Objective a:
From the listing, copy out verbatim the lines running from the one holding "Please locate the utility" through the end of the listing, both ends included.

#### Text shown ####

Commetrex Corporation
Copyright© 2009
All Rights Reserved
Is the computer telephony industry passing up an opportunity to be much more efficient
-- able to deliver greater value to end users for far less investment? That means
lower costs to customers and greater return on investment for market participants.
Imagine for a moment where the computer industry would be today had there never
been the PC, and instead many Apples: Every computer manufacturer would have his own
proprietary closed-architecture bus and his own proprietary closed-architecture operating
system. Add-in board manufacturers would see markets one-tenth the size of today's
markets, as would application developers. And everything would cost more than with today's
open-architecture industry. This is not a pretty picture, but that is just the
situation in computer telephony today only it's worse.
In computer telephony, not only are system-level media-processing resources (the
"boards": voice, fax, speech recognition, etc.) closed architectures, they are
also function-specific. It's as if you had to buy one computer for spreadsheets and
another for word processing. (Remember the stand-alone word processor and how long
it lasted after the introduction of the PC?) The situation has begun to change with
companies such as BICOM, Brooktrout, Linkon, Natural MicroSystems (NMS), and PIKA,
beginning to take advantage of advances in DSP price-performance by developing
integrated-media (multi-function) computer telephony boards, usually by adding fax modems
supplied by another company. The Dialogic Antares and the Analogic TAP-800 series
are open-architecture DSP-resource boards designed to support speech recognition and
speech compression algorithms. And both Dialogic's recent announcement of its DM-3
architecture and Brooktrout's announcement of its Boston architecture are attempts to
allow them to move from their soon-to-be-obsolete fixed-function architectures to the new
integrated-media paradigm championed by Commetrex.
But, these DSP-resource boards have one of two limitations: either the board can't
support voice and call processing and you must use another board to supply those easily
implemented functions, or you must use the call management and voice processing supplied
with the board. The Dialogic Antares and Analogic TAP-800 series are examples of the
former, all others are examples of the latter. According to Jeff Hill, Antares
product manager, "The Antares can't be used in any configuration other than with
another voice board." The TAP-800 is the same. All the other boards
include the manufacturer's voice and call processing. Another vendor's voice processing
could not be added to an NMS board by a third party, for example. Since even the
boards which boast integrated media use closed, proprietary architectures the manufacturer
must do the media integration - a major challenge. Two of these companies, NMS and
PIKA, have boards that are at least partially open. But, since they are proprietary,
other companies cannot develop compatible versions and neither has sought to attract large
numbers of third-party developers of board-level applications (media-processing
technologies).
So why would the industry benefit from a standardized open-architecture media-neutral
CT resource architecture? Industry efficiency is why. Look at the PC industry.

####

Objective b:
In the computer telephony text, which two boards are named as open-architecture DSP-resource boards designed to support speech recognition and speech compression algorithms?

#### Supplied information ####

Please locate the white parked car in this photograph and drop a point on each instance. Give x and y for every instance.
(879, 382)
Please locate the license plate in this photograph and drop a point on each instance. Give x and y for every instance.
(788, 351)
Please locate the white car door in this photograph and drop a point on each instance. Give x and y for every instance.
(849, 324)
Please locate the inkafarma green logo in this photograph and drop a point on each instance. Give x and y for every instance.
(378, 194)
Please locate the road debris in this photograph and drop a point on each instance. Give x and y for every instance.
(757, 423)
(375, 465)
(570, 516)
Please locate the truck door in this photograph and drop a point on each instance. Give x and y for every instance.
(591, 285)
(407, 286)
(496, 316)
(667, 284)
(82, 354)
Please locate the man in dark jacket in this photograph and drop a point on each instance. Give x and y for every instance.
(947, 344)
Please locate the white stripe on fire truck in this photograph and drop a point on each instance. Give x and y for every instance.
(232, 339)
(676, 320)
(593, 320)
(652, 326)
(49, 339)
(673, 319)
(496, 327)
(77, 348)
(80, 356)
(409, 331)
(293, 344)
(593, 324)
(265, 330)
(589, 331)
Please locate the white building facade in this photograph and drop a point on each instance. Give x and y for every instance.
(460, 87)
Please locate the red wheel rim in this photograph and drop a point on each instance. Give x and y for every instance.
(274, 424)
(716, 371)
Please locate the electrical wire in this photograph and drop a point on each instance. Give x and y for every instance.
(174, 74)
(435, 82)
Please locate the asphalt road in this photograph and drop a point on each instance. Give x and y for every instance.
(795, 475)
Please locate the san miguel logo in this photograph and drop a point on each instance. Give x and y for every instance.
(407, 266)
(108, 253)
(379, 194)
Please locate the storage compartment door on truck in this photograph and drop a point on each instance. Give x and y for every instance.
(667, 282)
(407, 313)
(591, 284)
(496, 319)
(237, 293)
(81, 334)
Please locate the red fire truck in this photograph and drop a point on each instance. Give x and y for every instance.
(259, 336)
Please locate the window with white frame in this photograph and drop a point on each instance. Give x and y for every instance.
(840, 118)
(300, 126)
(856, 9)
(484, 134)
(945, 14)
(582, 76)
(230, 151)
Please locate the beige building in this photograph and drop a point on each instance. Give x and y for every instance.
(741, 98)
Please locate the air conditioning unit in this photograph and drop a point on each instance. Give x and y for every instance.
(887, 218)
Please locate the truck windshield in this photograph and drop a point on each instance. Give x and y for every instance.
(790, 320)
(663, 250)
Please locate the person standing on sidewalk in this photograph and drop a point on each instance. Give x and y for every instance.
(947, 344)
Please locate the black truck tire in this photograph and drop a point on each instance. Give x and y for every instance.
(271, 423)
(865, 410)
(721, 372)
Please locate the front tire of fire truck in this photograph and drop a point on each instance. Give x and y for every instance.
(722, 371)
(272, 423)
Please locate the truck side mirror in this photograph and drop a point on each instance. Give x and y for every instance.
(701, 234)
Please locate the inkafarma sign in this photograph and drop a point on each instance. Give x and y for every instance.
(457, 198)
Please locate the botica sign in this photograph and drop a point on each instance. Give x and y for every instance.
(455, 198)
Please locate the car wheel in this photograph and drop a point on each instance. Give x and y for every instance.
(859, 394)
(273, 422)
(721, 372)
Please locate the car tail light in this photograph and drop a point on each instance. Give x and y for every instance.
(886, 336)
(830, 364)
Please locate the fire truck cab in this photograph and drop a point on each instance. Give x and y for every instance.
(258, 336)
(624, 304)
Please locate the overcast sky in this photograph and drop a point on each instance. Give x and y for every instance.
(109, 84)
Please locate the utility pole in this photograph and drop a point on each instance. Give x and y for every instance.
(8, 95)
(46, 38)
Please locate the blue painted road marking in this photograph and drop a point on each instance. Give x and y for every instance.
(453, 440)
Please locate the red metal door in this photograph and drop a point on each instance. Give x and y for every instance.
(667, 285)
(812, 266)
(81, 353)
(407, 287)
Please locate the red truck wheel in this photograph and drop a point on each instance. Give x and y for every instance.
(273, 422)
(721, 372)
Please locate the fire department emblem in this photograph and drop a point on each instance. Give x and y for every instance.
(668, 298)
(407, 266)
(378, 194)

####

Output a:
Please locate the utility pole in this photograph and drop a point on each instance. Give x and y for every instance.
(8, 95)
(46, 38)
Please locate the blue painted road marking in this photograph and drop a point on each instance. Give x and y for every instance.
(453, 440)
Please locate the red metal door in this photograph and drop a point on each instance. Give x and y for every instance.
(667, 285)
(812, 266)
(81, 353)
(407, 287)
Please locate the red truck wheel in this photograph and drop a point on each instance. Give x and y for every instance.
(273, 422)
(721, 372)
Please locate the fire department emblem in this photograph and drop a point on each instance. Give x and y for every instance.
(668, 298)
(407, 266)
(378, 194)

Output b:
The Dialogic Antares and the Analogic TAP-800 series.